### Quellenauszug
"""

Wie baut man ein Friedensprojekt nach zwei Weltkriegen?

Die EU rühmt sich gerne, ein Friedensprojekt zu sein. Doch stimmt das? Und was hat das mit Kohle und Stahl zu tun?

“Wunderschön sah es aus, wie Feuerwerk! Nur anhand der Reaktion meiner Eltern merkte ich, dass etwas nicht stimmte,” sagte meine Oma. Wir standen auf dem Dachboden ihres Elternhauses in Mörschwil bei St. Gallen und sie erinnerte sich, wie sie als Sechsjährige durch das Fenster dieses Dachbodens auf die gegenüberliegende Bodensee-Seite schaute, während Friedrichshafen bombardiert wurde.

An das genaue Datum kann sie sich nicht mehr erinnern, doch es könnte der 28. April 1944 gewesen sein. Zwischen 2:00 und 2:50 Uhr morgens entluden die Alliierten 185’000 Brandbomben, 580 Sprengbomben und 170 Luftminen über Friedrichshafen. Der durch Nazi-Deutschland gestartete zweite Weltkrieg wütete da schon fast fünf Jahre und würde noch während eines ganzen Jahres weitertöten. 

Danach: Nichts mehr. Stille. Keine Bomben mehr auf Friedrichshafen, auf Deutschland oder sonstwo auf das Gebiet der Europäischen Gemeinschaft, bzw. heute der Europäischen Union. Kein Wunder, dass die EU sich rühmt, ein Friedensprojekt zu sein. Aber stimmt das? Dies ist eine der ersten Fragen, die ich mit dem Hauptstadt-Bericht behandeln möchte.

"""

### Bereitgestelltes Material
"""

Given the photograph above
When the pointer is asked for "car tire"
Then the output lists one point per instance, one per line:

"""

### Aufgaben
A. In welchem Zeitraum luden die Alliierten laut dem Quellenauszug ihre Bomben über Friedrichshafen ab?
B. Schreiben Sie den Abschnitt des Quellenauszugs ab, der mit „An das genaue“ beginnt und mit „ganzen Jahres weitertöten.“ endet.
Das Material steht in keinem Zusammenhang mit dem Quellenauszug.

### Lösungen
A. Zwischen 2:00 und 2:50 Uhr morgens.

B.
An das genaue Datum kann sie sich nicht mehr erinnern, doch es könnte der 28. April 1944 gewesen sein. Zwischen 2:00 und 2:50 Uhr morgens entluden die Alliierten 185’000 Brandbomben, 580 Sprengbomben und 170 Luftminen über Friedrichshafen. Der durch Nazi-Deutschland gestartete zweite Weltkrieg wütete da schon fast fünf Jahre und würde noch während eines ganzen Jahres weitertöten.